Do this: Copy exactly the last part of the entries, starting from the line with "the rooftop statue" and including the final line.

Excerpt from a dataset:
>> START
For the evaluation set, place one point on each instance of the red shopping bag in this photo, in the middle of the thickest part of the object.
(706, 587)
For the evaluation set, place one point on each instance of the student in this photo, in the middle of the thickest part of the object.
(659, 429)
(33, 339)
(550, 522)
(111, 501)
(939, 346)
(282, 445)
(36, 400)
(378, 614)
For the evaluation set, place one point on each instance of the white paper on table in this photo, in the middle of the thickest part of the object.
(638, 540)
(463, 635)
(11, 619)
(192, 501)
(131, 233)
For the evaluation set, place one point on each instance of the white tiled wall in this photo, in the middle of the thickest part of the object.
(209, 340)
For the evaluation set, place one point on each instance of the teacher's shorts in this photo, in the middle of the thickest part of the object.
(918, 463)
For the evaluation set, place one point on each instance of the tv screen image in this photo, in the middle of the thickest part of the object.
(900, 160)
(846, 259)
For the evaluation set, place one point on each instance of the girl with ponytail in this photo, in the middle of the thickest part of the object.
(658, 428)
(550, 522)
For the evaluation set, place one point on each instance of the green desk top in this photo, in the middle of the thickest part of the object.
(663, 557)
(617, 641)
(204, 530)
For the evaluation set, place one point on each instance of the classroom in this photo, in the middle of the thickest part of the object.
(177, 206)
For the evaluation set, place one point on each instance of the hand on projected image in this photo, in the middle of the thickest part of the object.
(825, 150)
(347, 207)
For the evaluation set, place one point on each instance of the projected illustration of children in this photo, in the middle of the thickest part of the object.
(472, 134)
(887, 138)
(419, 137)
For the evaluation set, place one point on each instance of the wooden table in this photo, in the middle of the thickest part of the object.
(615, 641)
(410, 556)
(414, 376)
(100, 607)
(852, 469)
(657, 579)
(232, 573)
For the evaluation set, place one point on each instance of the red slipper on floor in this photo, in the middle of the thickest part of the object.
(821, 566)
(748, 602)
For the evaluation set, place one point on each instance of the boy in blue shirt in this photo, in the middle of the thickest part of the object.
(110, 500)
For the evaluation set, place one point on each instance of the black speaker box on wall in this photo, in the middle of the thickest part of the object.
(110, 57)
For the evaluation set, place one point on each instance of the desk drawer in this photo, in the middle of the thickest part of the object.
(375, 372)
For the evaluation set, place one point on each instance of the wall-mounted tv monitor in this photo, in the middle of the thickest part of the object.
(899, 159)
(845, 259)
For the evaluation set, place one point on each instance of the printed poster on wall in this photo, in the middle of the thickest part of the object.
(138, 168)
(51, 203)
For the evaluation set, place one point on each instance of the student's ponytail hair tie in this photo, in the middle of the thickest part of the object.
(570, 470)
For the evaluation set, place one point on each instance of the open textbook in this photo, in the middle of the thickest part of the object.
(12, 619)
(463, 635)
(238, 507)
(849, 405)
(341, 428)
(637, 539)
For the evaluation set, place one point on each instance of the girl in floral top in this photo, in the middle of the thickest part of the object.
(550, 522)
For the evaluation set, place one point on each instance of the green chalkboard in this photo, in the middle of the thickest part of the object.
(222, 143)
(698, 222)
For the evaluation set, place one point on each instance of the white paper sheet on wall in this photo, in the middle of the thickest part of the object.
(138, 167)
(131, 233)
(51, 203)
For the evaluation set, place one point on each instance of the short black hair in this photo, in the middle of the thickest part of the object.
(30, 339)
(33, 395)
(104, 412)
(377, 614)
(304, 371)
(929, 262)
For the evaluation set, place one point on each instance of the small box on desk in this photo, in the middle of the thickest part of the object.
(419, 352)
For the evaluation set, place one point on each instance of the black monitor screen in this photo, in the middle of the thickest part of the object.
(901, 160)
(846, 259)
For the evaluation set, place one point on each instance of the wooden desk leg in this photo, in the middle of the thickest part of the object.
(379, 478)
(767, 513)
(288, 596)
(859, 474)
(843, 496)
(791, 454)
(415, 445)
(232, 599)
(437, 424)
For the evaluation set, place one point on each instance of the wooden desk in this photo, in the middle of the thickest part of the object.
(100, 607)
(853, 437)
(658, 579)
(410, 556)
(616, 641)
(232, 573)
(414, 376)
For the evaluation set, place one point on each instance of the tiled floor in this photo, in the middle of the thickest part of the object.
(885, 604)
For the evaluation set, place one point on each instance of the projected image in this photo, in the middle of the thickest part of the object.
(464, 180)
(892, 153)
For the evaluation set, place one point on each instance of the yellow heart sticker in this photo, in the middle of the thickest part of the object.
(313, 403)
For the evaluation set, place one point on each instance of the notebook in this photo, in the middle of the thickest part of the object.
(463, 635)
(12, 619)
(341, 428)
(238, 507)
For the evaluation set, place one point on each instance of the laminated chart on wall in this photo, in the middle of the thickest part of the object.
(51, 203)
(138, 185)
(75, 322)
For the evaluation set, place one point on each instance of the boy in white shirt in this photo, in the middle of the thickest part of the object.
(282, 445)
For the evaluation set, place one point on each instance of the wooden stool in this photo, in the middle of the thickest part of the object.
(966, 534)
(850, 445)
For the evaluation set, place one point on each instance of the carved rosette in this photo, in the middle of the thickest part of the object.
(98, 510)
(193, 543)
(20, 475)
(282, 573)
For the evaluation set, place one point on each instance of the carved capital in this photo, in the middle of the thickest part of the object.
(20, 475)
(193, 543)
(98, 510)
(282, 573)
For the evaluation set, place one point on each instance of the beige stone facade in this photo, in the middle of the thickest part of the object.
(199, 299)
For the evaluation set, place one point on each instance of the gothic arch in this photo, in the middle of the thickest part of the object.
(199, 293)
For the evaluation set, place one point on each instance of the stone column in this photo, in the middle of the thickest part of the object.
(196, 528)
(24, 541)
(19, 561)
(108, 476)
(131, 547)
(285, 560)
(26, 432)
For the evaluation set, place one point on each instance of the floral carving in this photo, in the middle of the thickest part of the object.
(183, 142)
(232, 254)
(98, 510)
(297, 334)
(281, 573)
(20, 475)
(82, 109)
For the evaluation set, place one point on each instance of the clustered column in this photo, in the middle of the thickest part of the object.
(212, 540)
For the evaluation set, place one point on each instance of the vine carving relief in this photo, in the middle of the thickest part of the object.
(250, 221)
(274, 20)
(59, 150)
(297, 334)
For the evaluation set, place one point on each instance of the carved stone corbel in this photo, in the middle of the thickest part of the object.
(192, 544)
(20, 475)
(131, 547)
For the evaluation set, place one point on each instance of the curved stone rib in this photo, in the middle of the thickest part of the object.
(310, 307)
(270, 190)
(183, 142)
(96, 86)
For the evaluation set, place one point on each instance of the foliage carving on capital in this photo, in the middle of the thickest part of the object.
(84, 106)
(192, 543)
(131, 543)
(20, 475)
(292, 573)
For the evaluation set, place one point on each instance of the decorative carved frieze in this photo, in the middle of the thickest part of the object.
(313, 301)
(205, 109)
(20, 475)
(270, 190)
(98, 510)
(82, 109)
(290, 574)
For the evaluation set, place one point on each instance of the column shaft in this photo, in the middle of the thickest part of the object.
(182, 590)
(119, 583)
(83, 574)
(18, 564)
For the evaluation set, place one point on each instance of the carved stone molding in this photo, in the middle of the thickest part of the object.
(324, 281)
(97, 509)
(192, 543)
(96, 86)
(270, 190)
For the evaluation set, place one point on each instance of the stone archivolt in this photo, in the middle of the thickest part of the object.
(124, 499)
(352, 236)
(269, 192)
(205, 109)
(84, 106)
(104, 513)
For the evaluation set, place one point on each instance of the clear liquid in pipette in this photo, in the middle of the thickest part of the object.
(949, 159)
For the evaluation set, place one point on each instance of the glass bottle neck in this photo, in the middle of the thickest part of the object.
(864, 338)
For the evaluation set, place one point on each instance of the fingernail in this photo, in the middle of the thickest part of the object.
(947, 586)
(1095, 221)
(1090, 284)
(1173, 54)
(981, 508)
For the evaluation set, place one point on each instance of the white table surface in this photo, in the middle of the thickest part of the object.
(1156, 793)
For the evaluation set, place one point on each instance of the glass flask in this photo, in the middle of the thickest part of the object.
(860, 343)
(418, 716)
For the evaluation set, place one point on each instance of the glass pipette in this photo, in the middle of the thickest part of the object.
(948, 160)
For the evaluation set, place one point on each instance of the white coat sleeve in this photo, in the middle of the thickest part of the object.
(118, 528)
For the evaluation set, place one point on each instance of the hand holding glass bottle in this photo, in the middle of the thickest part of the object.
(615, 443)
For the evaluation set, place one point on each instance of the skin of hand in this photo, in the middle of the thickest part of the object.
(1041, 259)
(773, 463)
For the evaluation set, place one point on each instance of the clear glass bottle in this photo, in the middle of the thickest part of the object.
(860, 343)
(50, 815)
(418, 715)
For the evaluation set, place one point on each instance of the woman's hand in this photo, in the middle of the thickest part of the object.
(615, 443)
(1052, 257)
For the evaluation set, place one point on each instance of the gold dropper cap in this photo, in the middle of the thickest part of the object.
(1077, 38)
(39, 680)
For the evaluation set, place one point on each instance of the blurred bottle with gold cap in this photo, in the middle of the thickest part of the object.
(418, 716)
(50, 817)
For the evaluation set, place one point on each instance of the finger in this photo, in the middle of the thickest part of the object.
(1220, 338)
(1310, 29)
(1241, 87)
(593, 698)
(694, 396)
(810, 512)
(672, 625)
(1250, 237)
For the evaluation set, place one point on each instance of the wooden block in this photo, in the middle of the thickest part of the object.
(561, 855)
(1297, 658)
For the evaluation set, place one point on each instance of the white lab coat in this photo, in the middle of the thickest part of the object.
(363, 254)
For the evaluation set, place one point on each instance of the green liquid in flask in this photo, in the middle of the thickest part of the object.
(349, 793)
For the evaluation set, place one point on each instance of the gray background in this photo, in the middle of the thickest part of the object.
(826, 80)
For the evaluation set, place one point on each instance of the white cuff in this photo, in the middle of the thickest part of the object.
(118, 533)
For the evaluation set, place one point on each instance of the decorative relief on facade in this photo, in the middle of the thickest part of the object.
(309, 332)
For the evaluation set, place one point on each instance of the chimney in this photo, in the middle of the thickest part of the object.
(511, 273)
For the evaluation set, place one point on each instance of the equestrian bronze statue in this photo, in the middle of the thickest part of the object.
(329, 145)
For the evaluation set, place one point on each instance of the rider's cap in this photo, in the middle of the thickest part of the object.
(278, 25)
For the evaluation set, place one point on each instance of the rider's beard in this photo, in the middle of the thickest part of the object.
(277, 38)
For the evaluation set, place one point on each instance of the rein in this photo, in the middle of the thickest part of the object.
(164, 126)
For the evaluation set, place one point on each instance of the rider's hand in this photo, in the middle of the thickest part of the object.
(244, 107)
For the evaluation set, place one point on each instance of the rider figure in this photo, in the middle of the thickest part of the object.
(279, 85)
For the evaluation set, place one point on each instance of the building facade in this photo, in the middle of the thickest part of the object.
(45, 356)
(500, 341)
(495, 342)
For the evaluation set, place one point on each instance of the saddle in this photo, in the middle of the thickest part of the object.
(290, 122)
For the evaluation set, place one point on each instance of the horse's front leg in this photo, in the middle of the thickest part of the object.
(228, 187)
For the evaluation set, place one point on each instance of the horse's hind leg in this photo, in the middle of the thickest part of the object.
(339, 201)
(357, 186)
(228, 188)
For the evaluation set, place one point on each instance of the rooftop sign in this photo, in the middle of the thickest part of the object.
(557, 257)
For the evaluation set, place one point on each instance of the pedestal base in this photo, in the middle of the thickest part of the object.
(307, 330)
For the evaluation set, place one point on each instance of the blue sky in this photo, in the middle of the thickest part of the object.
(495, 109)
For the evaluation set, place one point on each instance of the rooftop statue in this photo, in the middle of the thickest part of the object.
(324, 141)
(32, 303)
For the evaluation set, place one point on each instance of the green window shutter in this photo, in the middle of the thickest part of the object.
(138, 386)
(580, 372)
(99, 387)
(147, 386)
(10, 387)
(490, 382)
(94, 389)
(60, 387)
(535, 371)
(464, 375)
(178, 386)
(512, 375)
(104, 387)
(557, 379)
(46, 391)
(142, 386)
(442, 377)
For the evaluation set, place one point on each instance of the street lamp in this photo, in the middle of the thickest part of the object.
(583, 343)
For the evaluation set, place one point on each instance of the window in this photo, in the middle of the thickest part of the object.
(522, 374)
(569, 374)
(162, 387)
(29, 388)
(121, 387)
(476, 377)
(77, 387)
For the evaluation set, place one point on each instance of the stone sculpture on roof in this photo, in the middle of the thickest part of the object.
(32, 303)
>> END
Result:
For the evaluation set, place one point on each instance of the rooftop statue in this photo, in the middle of the thickest part of the object.
(324, 141)
(32, 303)
For the evaluation set, place one point on each instance of the green window shutter in this photo, in the middle of the thickest part of the object.
(138, 386)
(580, 372)
(99, 387)
(147, 386)
(10, 387)
(490, 382)
(94, 389)
(60, 387)
(535, 371)
(464, 375)
(178, 386)
(512, 375)
(104, 387)
(557, 379)
(46, 391)
(142, 386)
(442, 377)
For the evaluation set, place one point on each instance of the street lamp in this photo, in the middle of the thickest part of the object.
(583, 343)
For the evaluation set, place one point on each instance of the window in this photo, in the middle of the thickest part of the object.
(522, 374)
(569, 374)
(162, 387)
(29, 388)
(121, 387)
(476, 377)
(77, 387)
For the evaluation set, place one point on each instance of the stone sculpture on roof in this photo, in the middle of the thickest part of the object.
(32, 303)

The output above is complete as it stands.